[Stored data entries]
— start —

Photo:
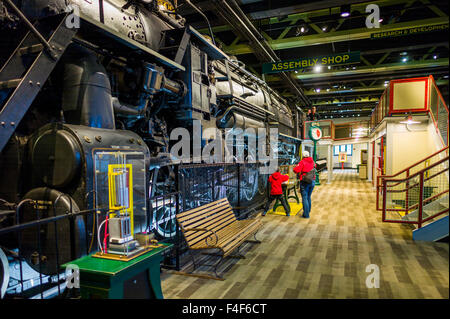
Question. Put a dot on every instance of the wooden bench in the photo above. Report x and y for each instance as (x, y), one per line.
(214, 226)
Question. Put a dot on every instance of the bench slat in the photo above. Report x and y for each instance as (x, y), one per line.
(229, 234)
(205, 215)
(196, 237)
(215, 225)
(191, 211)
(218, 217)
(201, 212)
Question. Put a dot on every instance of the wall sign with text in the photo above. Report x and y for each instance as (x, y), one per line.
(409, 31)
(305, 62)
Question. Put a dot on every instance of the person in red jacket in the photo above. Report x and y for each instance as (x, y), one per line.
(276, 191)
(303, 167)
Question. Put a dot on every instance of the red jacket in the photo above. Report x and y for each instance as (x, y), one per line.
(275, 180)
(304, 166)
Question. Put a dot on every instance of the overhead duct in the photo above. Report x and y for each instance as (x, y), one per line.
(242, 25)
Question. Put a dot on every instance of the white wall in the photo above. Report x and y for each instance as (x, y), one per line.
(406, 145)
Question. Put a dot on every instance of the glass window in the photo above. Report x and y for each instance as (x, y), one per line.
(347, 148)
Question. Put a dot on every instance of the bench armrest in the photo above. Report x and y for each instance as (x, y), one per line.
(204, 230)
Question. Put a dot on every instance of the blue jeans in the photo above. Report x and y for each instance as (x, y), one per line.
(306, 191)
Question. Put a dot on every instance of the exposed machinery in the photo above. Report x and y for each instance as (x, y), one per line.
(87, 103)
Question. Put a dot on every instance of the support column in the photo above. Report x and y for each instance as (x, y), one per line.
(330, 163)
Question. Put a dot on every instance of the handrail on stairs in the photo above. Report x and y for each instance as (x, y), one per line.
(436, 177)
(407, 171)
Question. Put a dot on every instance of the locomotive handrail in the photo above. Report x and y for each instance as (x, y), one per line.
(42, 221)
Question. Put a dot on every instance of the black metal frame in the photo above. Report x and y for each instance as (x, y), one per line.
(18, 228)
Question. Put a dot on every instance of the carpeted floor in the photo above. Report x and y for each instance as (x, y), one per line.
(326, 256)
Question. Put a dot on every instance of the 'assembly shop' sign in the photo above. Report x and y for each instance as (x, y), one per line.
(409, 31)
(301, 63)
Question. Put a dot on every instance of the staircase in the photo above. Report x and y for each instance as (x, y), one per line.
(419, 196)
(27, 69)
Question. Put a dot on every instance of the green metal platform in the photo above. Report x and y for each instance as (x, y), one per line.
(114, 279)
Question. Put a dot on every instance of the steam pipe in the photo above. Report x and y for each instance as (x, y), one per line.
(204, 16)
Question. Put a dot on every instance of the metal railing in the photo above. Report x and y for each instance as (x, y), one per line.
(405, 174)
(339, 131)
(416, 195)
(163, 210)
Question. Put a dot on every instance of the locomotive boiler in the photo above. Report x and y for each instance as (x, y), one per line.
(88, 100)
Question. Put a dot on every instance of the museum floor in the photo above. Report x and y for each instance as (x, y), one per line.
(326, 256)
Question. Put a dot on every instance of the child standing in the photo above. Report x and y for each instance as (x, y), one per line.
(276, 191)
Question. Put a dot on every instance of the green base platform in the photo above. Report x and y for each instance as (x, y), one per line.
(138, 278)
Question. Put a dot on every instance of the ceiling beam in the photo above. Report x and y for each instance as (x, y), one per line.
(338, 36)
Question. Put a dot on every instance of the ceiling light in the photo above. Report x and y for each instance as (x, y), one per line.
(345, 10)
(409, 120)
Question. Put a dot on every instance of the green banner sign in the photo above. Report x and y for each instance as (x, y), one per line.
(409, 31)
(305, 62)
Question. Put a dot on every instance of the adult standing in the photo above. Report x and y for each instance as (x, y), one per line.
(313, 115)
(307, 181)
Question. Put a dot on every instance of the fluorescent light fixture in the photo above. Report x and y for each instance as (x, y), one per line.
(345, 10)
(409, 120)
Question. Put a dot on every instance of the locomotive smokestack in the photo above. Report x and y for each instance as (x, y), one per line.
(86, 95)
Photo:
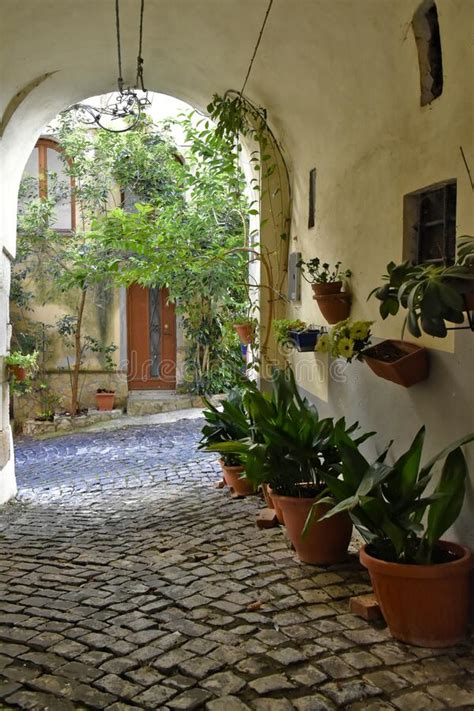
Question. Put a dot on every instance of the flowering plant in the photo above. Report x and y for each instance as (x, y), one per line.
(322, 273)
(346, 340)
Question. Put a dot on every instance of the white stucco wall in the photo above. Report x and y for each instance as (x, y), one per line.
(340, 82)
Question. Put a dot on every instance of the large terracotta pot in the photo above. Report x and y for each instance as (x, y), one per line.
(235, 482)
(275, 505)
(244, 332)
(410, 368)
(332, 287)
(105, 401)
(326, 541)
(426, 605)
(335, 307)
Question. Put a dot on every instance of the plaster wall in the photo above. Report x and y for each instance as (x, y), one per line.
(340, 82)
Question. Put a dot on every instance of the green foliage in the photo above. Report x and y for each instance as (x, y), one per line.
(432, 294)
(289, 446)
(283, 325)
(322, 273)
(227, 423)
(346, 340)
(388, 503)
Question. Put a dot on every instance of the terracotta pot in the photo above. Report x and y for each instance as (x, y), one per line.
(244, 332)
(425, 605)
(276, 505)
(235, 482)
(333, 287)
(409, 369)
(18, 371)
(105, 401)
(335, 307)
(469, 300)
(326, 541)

— end —
— start —

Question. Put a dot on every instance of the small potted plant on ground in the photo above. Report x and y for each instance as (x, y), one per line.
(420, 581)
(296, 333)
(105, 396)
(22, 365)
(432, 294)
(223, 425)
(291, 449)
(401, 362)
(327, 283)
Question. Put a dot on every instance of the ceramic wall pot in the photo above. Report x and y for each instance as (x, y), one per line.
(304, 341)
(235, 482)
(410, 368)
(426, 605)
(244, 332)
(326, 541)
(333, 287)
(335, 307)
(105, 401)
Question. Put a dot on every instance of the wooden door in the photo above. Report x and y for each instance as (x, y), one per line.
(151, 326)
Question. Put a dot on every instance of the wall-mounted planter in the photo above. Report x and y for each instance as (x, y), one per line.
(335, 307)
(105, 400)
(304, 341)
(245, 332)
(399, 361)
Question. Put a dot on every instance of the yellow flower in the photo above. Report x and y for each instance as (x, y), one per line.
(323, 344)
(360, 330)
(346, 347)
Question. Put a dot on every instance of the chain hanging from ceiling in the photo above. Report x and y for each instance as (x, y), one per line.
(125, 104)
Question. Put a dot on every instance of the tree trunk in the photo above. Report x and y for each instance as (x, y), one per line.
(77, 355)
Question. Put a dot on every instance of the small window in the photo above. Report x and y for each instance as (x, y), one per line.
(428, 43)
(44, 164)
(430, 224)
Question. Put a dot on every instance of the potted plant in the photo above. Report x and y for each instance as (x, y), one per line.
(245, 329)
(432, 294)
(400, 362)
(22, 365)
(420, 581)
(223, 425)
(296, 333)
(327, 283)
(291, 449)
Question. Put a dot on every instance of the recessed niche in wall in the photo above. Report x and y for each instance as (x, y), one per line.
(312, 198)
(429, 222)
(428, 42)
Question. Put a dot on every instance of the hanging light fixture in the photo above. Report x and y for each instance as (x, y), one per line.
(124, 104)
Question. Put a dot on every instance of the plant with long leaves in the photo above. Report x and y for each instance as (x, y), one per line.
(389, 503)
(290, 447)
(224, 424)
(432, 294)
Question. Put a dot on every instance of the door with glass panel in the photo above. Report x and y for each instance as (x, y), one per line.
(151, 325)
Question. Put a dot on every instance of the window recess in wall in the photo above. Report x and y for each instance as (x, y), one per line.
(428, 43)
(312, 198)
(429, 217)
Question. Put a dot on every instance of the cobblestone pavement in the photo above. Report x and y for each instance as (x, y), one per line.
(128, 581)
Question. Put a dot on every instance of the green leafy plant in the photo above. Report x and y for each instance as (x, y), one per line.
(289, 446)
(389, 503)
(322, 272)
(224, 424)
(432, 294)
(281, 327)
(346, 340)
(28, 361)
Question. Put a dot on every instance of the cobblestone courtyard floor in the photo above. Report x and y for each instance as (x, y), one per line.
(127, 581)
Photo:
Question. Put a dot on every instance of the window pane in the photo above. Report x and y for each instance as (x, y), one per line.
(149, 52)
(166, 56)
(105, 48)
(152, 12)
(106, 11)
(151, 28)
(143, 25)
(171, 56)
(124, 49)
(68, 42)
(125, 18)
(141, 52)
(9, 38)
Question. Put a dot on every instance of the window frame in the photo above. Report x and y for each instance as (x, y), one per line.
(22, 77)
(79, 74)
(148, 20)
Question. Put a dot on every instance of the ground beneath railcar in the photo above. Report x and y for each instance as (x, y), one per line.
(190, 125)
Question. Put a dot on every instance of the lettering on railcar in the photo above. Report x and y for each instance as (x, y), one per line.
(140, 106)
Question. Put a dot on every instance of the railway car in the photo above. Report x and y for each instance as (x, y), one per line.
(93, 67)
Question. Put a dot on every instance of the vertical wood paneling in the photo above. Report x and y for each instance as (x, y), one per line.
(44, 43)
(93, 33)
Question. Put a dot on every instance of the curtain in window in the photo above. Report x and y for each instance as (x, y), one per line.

— end —

Find every line in the records above that contains the word "white" and copy each one out. Case counts.

▸ **The output**:
Question. Put a dot on every instance of the white wall in the photo above. Report x and y for each instance as (x, y), one per line.
Question. Put a dot on every instance of the white stucco wall in the photo above. Report x and y for each instance as (x, y), one per line.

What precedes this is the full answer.